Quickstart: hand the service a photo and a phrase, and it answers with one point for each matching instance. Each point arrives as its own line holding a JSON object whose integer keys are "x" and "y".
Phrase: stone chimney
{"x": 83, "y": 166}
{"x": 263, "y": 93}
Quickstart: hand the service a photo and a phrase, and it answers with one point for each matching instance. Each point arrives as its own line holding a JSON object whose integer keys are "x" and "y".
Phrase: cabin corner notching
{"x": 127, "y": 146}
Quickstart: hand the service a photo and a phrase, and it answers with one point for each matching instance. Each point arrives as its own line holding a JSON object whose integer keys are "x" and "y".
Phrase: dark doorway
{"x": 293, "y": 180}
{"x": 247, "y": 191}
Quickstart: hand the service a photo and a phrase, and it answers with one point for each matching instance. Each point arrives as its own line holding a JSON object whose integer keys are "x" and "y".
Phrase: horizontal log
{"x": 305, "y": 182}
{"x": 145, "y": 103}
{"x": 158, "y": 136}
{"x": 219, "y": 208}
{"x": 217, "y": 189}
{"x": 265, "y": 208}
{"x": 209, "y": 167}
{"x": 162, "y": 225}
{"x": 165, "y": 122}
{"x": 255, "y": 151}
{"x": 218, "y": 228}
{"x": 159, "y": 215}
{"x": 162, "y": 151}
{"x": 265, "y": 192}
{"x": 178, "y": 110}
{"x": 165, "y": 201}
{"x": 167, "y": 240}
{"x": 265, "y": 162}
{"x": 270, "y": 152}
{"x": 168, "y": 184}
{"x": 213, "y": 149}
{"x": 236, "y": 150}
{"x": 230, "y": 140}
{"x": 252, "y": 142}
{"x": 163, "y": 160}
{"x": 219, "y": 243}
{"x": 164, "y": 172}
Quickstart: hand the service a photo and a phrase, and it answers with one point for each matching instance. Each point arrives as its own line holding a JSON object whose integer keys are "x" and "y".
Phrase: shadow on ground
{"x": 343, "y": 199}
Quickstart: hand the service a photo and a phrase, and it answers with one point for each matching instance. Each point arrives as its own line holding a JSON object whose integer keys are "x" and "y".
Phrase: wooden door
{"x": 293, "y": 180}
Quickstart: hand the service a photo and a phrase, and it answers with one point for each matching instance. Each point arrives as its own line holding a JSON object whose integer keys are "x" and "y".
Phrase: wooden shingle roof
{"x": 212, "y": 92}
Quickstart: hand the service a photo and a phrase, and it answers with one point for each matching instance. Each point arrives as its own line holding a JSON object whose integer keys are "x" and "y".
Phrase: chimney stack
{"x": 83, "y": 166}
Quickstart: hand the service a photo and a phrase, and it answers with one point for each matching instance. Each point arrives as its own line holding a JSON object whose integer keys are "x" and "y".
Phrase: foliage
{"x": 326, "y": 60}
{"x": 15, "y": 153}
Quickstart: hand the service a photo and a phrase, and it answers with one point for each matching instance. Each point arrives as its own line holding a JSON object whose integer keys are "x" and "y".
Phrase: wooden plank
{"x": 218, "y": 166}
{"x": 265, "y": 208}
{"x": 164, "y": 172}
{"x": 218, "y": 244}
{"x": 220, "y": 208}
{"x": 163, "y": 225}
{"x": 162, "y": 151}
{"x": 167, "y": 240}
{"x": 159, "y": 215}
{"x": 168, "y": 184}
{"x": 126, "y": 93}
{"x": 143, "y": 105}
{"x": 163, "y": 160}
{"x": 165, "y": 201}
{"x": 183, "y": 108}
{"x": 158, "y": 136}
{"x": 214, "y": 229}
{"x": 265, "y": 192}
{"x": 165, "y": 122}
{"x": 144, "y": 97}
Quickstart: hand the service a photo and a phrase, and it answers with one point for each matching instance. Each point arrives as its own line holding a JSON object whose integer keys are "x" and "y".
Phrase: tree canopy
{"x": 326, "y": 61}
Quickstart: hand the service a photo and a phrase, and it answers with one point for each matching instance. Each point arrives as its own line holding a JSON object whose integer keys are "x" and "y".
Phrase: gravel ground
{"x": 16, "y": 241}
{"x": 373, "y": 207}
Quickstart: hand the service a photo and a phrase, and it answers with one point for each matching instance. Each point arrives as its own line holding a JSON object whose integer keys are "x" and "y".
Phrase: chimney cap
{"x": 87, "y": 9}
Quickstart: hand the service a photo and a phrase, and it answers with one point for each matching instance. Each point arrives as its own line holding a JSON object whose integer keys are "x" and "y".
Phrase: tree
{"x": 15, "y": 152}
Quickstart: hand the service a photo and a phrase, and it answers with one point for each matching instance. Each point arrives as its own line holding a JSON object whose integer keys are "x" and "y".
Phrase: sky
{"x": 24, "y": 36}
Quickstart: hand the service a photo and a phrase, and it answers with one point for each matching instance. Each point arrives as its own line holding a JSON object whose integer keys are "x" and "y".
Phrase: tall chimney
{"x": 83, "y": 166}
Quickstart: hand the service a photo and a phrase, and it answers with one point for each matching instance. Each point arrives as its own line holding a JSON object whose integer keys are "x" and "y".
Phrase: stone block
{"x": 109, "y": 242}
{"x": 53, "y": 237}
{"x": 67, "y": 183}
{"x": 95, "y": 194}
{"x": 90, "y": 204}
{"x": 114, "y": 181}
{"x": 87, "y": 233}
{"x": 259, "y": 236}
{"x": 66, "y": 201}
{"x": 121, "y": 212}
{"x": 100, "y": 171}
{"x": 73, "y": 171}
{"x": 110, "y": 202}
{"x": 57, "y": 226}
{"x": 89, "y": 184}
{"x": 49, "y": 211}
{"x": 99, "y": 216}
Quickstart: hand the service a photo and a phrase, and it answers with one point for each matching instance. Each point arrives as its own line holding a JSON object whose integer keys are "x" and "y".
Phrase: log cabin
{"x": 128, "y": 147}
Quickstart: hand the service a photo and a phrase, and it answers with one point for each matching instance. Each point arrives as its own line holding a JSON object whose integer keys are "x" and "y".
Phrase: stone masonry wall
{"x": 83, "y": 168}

++++++++++

▸ **What needs to be done**:
Write the listing out again, exactly as it reads.

▸ **Full solution**:
Quickstart: hand the service a photo and a phrase, and it answers with one point for each matching instance. Each point arrives as its own line holding a JSON object whose integer keys are "x" and "y".
Phrase: stone chimney
{"x": 83, "y": 166}
{"x": 263, "y": 93}
Quickstart: hand the service a photo and a phrase, and it answers with one point for each matching instance. Each point arrives as its own line holding a JSON object whose integer keys are "x" and "y".
Phrase: cabin corner notching
{"x": 127, "y": 146}
Quickstart: hand the service a photo and a phrase, and it answers with one point for each matching instance. Each point arrives as its own line holding a JSON object whose integer keys are "x" and "y".
Phrase: dark doorway
{"x": 293, "y": 180}
{"x": 247, "y": 191}
Quickstart: hand the service a photo and a phrase, and it answers with one point for each matching instance. Each point arrives as its own line holding a JSON object whose integer keys are "x" and "y".
Phrase: horizontal log
{"x": 305, "y": 182}
{"x": 145, "y": 103}
{"x": 158, "y": 136}
{"x": 219, "y": 208}
{"x": 217, "y": 189}
{"x": 265, "y": 208}
{"x": 209, "y": 167}
{"x": 162, "y": 225}
{"x": 165, "y": 122}
{"x": 255, "y": 151}
{"x": 218, "y": 228}
{"x": 159, "y": 215}
{"x": 162, "y": 151}
{"x": 265, "y": 192}
{"x": 178, "y": 110}
{"x": 165, "y": 201}
{"x": 167, "y": 240}
{"x": 265, "y": 162}
{"x": 270, "y": 152}
{"x": 168, "y": 184}
{"x": 213, "y": 149}
{"x": 236, "y": 150}
{"x": 230, "y": 140}
{"x": 252, "y": 142}
{"x": 163, "y": 160}
{"x": 219, "y": 243}
{"x": 164, "y": 172}
Quickstart: hand the service a photo and a phrase, and it answers with one point for each matching instance. Each point arrives as its own line holding a JSON object whose integer keys are "x" and "y".
Phrase: shadow on ground
{"x": 343, "y": 199}
Quickstart: hand the service a photo and a phrase, and it answers with one point for each matching instance. Each point arrives as its own line holding a JSON object whose integer keys are "x" and "y".
Phrase: wooden door
{"x": 293, "y": 180}
Quickstart: hand the service a photo and a phrase, and it answers with one point for each matching instance. Each point arrives as its own line holding a JSON object whose integer keys are "x" and "y".
Phrase: wooden shingle roof
{"x": 212, "y": 92}
Quickstart: hand the service a photo and a phrase, and it answers with one point for each matching instance. Each point arrives as its own line holding a JSON object whose integer keys are "x" and "y".
Phrase: chimney stack
{"x": 83, "y": 166}
Quickstart: hand the service a photo and a phrase, and it answers with one point for each matching instance. Each point arrives as its own line holding a JSON object whose integer keys are "x" and "y".
Phrase: foliage
{"x": 326, "y": 60}
{"x": 15, "y": 153}
Quickstart: hand the service a photo and a phrase, and it answers with one point for each matching instance. Each point arrives as its own line holding a JSON object whose integer keys are "x" and "y".
Phrase: wooden plank
{"x": 218, "y": 166}
{"x": 265, "y": 208}
{"x": 164, "y": 172}
{"x": 218, "y": 244}
{"x": 220, "y": 208}
{"x": 163, "y": 225}
{"x": 162, "y": 151}
{"x": 167, "y": 240}
{"x": 159, "y": 215}
{"x": 168, "y": 184}
{"x": 126, "y": 93}
{"x": 143, "y": 105}
{"x": 163, "y": 160}
{"x": 165, "y": 201}
{"x": 183, "y": 108}
{"x": 158, "y": 136}
{"x": 214, "y": 229}
{"x": 265, "y": 192}
{"x": 165, "y": 122}
{"x": 144, "y": 97}
Quickstart: hand the service a photo and a phrase, and it answers with one point for each matching instance. Each point arrives as its own line holding a JSON object whose integer keys are "x" and "y".
Phrase: tree canopy
{"x": 326, "y": 61}
Quickstart: hand the service a photo and a phrase, and it answers with one point for each matching instance. Each point arrives as its own line holding a JSON object whose integer keys are "x" and "y".
Phrase: gravel ground
{"x": 16, "y": 241}
{"x": 373, "y": 207}
Quickstart: hand the service a photo and a phrase, and it answers with one point for each matching instance. Each point arrives as its own line holding a JSON object whose integer keys are "x" and "y".
Phrase: chimney cap
{"x": 87, "y": 9}
Quickstart: hand the service a photo and a phrase, and it answers with one point for each matching instance. Each point arrives as its own line holding a JSON object whose integer keys are "x" and "y".
Phrase: tree
{"x": 15, "y": 152}
Quickstart: hand the service a photo and a phrase, and it answers with one point for each matching instance. Each point arrives as its own line holding a JSON object whose integer keys are "x" and "y".
Phrase: sky
{"x": 24, "y": 36}
Quickstart: hand the service a photo and a phrase, and it answers with one point for each matching instance. Each point arrives as its own line holding a JSON object whose integer keys are "x" and "y".
Phrase: tall chimney
{"x": 83, "y": 166}
Quickstart: hand the service a photo and a phrase, and it answers with one point for each matching instance. Each point arrives as its own line holding a JSON object whose integer keys are "x" and "y".
Phrase: stone block
{"x": 109, "y": 242}
{"x": 53, "y": 237}
{"x": 67, "y": 183}
{"x": 95, "y": 194}
{"x": 90, "y": 204}
{"x": 114, "y": 181}
{"x": 87, "y": 233}
{"x": 259, "y": 236}
{"x": 66, "y": 201}
{"x": 121, "y": 212}
{"x": 100, "y": 171}
{"x": 73, "y": 171}
{"x": 110, "y": 202}
{"x": 57, "y": 226}
{"x": 89, "y": 184}
{"x": 49, "y": 211}
{"x": 99, "y": 216}
Quickstart: hand the service a photo and a phrase, and it answers with one point for each matching instance. Each point arrives as its own line holding a JSON object whose integer keys are "x" and "y".
Phrase: log cabin
{"x": 128, "y": 147}
Quickstart: hand the service a photo and a phrase, and it answers with one point for each matching instance. Each point arrives as its own line holding a JSON object whose integer keys are "x" and "y".
Phrase: stone masonry wall
{"x": 83, "y": 168}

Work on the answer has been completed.